WORK INSTRUCTIONS: Pick out each line of the material below that contains the word "Target", and copy every such line.
** Start **
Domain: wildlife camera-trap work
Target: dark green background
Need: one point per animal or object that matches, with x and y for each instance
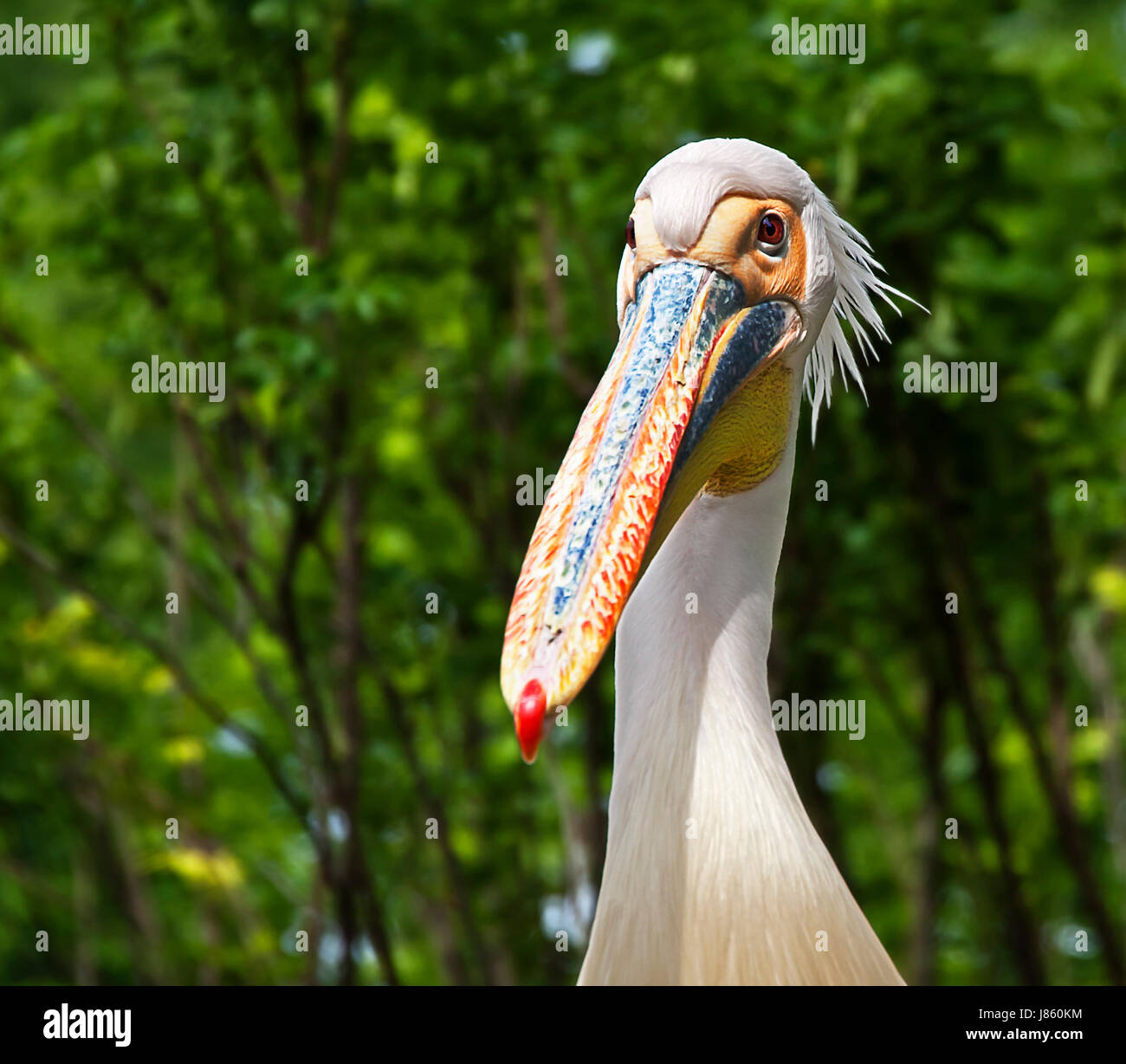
(451, 266)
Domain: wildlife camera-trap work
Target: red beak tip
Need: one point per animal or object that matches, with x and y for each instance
(528, 718)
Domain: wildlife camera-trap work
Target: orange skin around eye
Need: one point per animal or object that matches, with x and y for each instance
(728, 244)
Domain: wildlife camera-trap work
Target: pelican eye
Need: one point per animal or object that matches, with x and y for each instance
(772, 232)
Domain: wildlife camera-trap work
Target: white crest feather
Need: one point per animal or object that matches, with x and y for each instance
(688, 183)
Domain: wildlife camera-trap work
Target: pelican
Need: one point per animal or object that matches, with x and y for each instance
(664, 523)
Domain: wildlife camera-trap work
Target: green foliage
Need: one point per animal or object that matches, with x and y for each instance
(450, 266)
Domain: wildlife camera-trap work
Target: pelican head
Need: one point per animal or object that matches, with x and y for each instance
(734, 282)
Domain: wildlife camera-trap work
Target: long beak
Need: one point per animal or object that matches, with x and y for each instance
(688, 343)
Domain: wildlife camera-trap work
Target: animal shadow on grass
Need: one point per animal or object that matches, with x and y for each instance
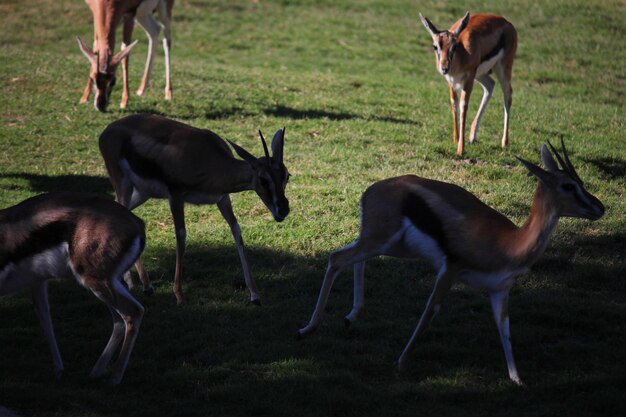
** End **
FINAL RESULT:
Target: dark green background
Target: red beak tip
Target: orange skin around eye
Target: pelican eye
Target: white crest feather
Target: pelican
Target: green foliage
Target: pelican head
Target: long beak
Target: animal shadow on grass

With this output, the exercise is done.